/---

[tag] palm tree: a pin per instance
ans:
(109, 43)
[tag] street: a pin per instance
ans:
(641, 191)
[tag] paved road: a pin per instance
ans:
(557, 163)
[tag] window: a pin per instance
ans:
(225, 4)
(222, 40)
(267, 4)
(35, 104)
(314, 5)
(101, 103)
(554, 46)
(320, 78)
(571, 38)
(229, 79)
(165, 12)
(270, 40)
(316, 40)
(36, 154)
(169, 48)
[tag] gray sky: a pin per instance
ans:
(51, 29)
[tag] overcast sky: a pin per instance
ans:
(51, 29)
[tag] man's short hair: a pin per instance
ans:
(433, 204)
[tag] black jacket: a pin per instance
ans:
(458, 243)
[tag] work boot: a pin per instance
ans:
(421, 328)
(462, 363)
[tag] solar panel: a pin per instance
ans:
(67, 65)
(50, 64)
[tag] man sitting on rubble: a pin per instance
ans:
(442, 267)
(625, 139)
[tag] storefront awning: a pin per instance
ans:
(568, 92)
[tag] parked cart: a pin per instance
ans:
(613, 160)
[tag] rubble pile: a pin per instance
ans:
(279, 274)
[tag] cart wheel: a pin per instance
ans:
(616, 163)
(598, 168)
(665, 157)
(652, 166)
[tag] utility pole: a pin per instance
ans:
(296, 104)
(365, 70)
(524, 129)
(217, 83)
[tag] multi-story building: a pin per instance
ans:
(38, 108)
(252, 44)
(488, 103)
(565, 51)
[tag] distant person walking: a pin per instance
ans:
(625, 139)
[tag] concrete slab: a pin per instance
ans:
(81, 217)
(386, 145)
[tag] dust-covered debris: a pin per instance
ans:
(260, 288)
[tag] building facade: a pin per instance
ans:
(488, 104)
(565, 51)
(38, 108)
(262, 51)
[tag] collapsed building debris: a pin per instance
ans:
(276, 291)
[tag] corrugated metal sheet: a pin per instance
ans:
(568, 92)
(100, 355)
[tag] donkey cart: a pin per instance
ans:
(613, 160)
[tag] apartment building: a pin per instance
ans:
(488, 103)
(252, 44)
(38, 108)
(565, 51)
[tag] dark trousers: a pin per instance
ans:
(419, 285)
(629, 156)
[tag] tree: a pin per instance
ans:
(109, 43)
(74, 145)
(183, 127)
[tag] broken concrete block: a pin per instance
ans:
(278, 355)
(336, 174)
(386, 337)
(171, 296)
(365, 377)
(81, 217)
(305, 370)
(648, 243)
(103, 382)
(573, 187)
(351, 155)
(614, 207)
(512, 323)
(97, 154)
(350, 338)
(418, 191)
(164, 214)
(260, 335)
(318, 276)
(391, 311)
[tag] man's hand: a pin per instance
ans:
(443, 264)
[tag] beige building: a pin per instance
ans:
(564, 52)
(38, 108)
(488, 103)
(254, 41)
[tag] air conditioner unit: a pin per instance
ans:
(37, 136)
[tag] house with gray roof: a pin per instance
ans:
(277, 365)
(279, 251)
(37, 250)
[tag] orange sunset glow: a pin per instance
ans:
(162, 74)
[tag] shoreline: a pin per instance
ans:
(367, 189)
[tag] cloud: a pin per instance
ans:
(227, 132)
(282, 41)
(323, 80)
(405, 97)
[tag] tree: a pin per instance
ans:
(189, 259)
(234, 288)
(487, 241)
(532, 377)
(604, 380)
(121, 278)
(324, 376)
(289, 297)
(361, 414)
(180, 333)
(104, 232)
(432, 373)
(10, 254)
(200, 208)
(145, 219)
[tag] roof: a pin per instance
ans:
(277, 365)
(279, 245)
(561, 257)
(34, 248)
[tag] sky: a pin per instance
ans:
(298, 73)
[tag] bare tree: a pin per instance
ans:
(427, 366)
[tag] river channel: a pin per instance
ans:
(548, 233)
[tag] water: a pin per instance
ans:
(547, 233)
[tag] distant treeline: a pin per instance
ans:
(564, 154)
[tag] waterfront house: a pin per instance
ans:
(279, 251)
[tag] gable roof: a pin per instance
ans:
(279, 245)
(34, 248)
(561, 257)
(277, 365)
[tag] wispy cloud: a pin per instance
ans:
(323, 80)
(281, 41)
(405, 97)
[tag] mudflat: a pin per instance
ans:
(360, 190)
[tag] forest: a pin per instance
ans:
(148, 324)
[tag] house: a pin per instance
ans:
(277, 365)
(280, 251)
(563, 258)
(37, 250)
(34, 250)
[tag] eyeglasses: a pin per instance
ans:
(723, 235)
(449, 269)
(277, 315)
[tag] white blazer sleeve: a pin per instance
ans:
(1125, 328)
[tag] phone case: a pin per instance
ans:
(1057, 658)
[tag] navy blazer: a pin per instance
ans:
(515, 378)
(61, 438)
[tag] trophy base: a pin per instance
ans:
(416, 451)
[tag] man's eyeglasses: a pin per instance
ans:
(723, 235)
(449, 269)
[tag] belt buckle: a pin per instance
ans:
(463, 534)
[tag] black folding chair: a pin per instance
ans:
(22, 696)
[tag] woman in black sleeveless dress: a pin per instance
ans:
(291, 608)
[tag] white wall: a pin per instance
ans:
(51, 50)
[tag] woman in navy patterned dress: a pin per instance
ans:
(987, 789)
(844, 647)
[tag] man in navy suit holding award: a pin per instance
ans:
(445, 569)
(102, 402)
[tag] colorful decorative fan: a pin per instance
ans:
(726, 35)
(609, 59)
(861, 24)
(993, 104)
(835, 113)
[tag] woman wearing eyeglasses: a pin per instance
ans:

\---

• _What you need to do_
From the material above, please return each line containing "debris".

• _Result for this task_
[tag] dust-covered debris: a pin per instance
[tag] collapsed building debris: a pin per instance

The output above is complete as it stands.